* _TEKS YANG DIBERIKAN_:
◆ ◆ ◆ ◆ ◆
Berbagai kegiatan yang akan diberitakan dikontrol pemerintah karena kekuasaan
raja sangat mutlak.
b)
Sistem
Pers Liberal (libertarian)
Sistem ini
berkembang pada abad 17-18 sebagai akibat munculnya revolusi industri, dan
adanya tuntutan kebebasan pemikiran di negara Barat yang sering disebut
aufklarung (pencerahan). Esensi dasar sistem ini memandang manusia akan bisa
mengembangkan pemikirannya secara bak jika diberi kebebasan.
Kebebasan
adalah hal yang utama dalam mewujudkan esensi dasar itu, sedangkan kontrol
pemerintah dipandang sebagai manifestasi “pemerkosan” kebebasan berpikir. Oleh
karena itu, pers harus diberi tempat yang sebebas-bebasnya untuk membantu
mencari kebenaran.
c)
Sistem
Pers Komunis (marxist)
Berkembang
karena munculnya negara Uni Soviet yang berpaham komunis pada awal abad ke-20.
Sistem ini dipengaruhi oleh pemikiran Karl Marx tentang perubahan sosial yang
diawali oleh dialektika Hegel. Pers dalam sistem ini merupakan alat pemerintah
atau partai dan menjadi bagian integral dari negara.
d)
Sistem
Pers Tanggung Jawab Sosial
Muncul di
Amerika Serikat pada abad ke-20 sebagai protes terhadap kebebasan mutlak dari
libertarian yang mengakibatkan kemerosotan moral masyarakat. Dasar pemikiran
ini adalah sebebas-bebasnya pers harus bisa bertanggung jawab kepada masyarakat
tentang apa yang diaktualisasikan.
Dari uraian
yang diatas, jika diamati Indonesia termasuk sistem pers tanggung jawab sosial.
Aktualisasi pers pada akhirnya harus disesuaikan dengan etika dan moralitas
masyarakat.
C.
Pers
dan Sistem Hukum
Antara pers dan
sistem hukum ada keterkaitan yang erat sekali. Sistem hukum memberi peluang
pers bertindak didalam rambu-rambu yang sudah disepakati sehingga pers berada
pada titik ideal. Tanpa hukum, pers akan berkembang menjadi liberal.
Hukum dapat digunakan
sebagai alat legitimasi pemerintah untuk mengawasi pers. Misalnya Surat Izin
Usaha Penerbitan Pers (SIUPP). Bahwa UU pokok Pers pernah mengatur dan menjamin
kebebasan dalam menyiarkan pemberitaan, namun justru SIUPP (Permenpen No. 01/
Per/ Menpen 1984) menjadi alat membatasi kebebasan. Padahal, kedudukan SIUPP
lebih rendah daripada undang-undang. Justru SIUPP yang dijadikan alat
legitimasi.
◆ ◆ ◆ ◆ ◆
* _Contoh pelabelan titik_:
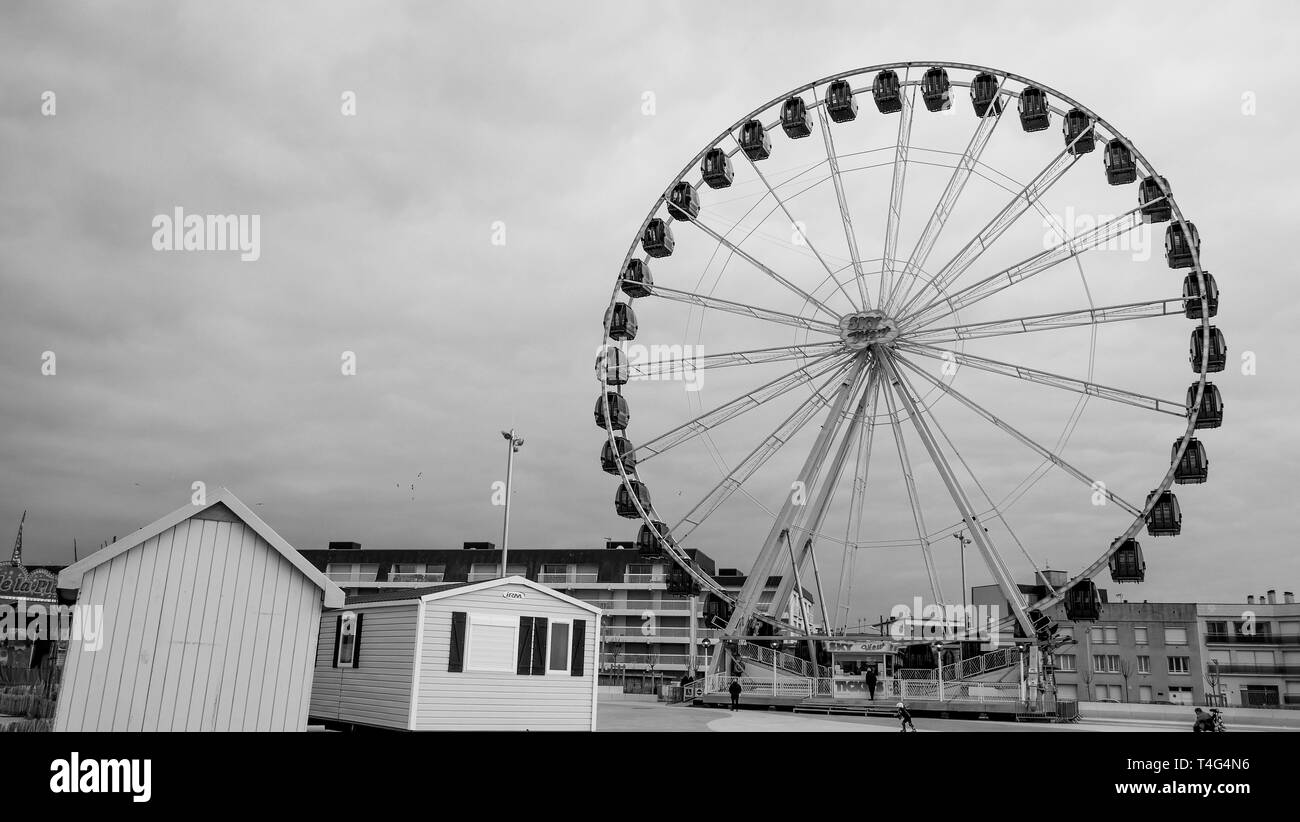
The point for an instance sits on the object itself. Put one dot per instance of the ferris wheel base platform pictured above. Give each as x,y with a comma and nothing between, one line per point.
884,706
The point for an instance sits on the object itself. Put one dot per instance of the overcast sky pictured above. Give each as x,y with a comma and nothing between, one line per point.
377,238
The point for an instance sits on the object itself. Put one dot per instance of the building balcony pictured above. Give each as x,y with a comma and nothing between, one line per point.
1269,669
428,579
644,578
1246,639
567,579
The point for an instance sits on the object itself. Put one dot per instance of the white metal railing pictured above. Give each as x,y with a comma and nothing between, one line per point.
915,674
645,661
645,578
553,579
666,605
983,663
651,632
911,689
351,578
415,578
780,660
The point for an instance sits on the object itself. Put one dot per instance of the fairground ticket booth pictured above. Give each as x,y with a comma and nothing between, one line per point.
850,662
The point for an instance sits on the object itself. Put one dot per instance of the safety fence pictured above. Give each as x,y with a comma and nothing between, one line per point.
909,689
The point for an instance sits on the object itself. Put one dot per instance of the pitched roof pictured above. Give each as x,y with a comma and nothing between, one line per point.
70,578
438,592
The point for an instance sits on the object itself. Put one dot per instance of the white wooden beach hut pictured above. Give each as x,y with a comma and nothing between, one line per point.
505,654
209,623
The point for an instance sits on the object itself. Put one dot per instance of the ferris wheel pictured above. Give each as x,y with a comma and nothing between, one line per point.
853,260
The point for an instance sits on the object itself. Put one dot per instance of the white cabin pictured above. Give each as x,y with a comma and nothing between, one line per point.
505,654
209,623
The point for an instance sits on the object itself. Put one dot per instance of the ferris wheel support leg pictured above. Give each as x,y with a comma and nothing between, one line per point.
1001,575
804,531
748,597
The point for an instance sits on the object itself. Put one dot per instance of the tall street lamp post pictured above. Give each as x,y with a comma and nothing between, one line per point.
515,444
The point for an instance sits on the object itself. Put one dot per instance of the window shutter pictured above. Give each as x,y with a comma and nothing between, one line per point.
538,647
525,647
579,654
456,660
356,641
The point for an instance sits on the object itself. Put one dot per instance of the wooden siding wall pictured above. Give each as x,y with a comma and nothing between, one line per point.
481,700
206,628
377,691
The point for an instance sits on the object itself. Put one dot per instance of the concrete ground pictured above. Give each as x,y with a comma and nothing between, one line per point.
650,717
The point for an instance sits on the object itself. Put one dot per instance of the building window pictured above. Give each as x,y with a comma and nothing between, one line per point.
347,640
559,647
1110,692
1252,628
1105,663
1105,636
493,639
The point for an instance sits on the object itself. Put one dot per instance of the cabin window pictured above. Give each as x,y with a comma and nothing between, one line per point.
559,647
492,643
347,640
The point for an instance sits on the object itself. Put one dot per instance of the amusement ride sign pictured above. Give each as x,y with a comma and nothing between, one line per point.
18,582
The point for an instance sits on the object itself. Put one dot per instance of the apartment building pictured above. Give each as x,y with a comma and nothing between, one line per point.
1135,652
644,628
1252,650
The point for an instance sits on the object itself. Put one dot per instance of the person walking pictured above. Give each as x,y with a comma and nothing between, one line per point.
905,718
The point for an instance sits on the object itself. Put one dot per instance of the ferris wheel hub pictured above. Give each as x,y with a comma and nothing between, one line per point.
867,328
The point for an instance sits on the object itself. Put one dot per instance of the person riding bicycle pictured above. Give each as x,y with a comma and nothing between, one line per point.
905,718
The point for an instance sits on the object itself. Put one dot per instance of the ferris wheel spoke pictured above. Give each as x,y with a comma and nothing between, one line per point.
993,507
853,527
992,559
765,268
1048,321
945,204
902,146
687,364
727,411
754,461
797,225
845,216
1022,202
1045,377
1022,271
744,310
918,517
1023,438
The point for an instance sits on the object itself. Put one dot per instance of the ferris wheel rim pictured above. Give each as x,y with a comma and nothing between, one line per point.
1142,163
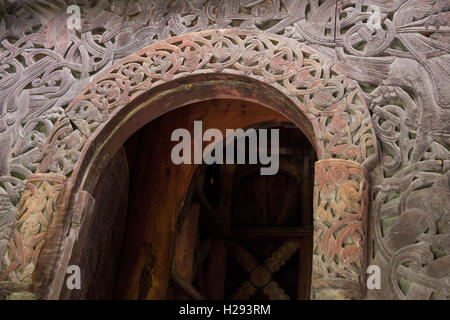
◆ ◆ ◆ ◆ ◆
* _DAFTAR TUGAS_:
1) Jawablah pertanyaan berikut berdasarkan teks tentang sistem pers.
(a) Pada abad berapa sistem pers liberal berkembang?
(b) Pemikiran siapa yang memengaruhi sistem pers komunis?
(c) Indonesia termasuk dalam sistem pers yang mana?
2) Tuliskan ulang tanpa perubahan bagian teks tentang sistem pers yang diawali dengan kata-kata "Sistem ini dipengaruhi" dan diakhiri dengan "integral dari negara.".
3) Teruskan teks tentang sistem pers setelah kalimat terakhir yang ditampilkan.

* _JAWABAN SOAL_:
1)
(a) Sistem pers liberal berkembang pada abad 17-18.
(b) Sistem pers komunis dipengaruhi oleh pemikiran Karl Marx tentang perubahan sosial.
(c) Indonesia termasuk dalam sistem pers tanggung jawab sosial.

2)
Sistem ini dipengaruhi oleh pemikiran Karl Marx tentang perubahan sosial yang
diawali oleh dialektika Hegel. Pers dalam sistem ini merupakan alat pemerintah
atau partai dan menjadi bagian integral dari negara.

3)
Dalam
perkembangannya penilaian atau interpretasi tidak lagi mencerminkan kehidupan
pers yang sehat, pers yang bebas dan bertanggung jawab berada di tangan
pemerintah. Maka pasal ini dianggap “arogan” kerena pemerintah bisa secara
sepihak membatalkan SIUPP.
Pada era
Habibie, pemerintah menganggap SIUPP bukan zamannya lagi dan sangat “memperkosa
HAM”. Sehingga SIUPP dicabut. Masa
eforia politik juga tidak menyelesaikan masalah itu. Hubungannya dengan
pemberitaan berkembang menjadi trial by the press (pengadilan oleh pers). Trial
by the press merupakan sebagai berita atau tulisan dengan gambar tertuduh dalam
suatu perkara pidana yang memberi kesan bersalah. Hal ini melanggar asas
praduga tak bersalah dan menyulitkan tertuduh untuk memperoleh pemeriksaan
pengadilan yang bebas dan tidak berpihak.
Pada saat yang
sama, muncul minimnya self censhorsip media. Dengan kata lain, media lemah
dalam mempertimbangkan pakah pemberitaan itu layak dimunculkan dan sesuai
dengan keinginan masyarakat atau tidak. Ini yang diakibatkan orientasi pasar
media begitu dominan dan mengalahkan sisi idealnya.
D.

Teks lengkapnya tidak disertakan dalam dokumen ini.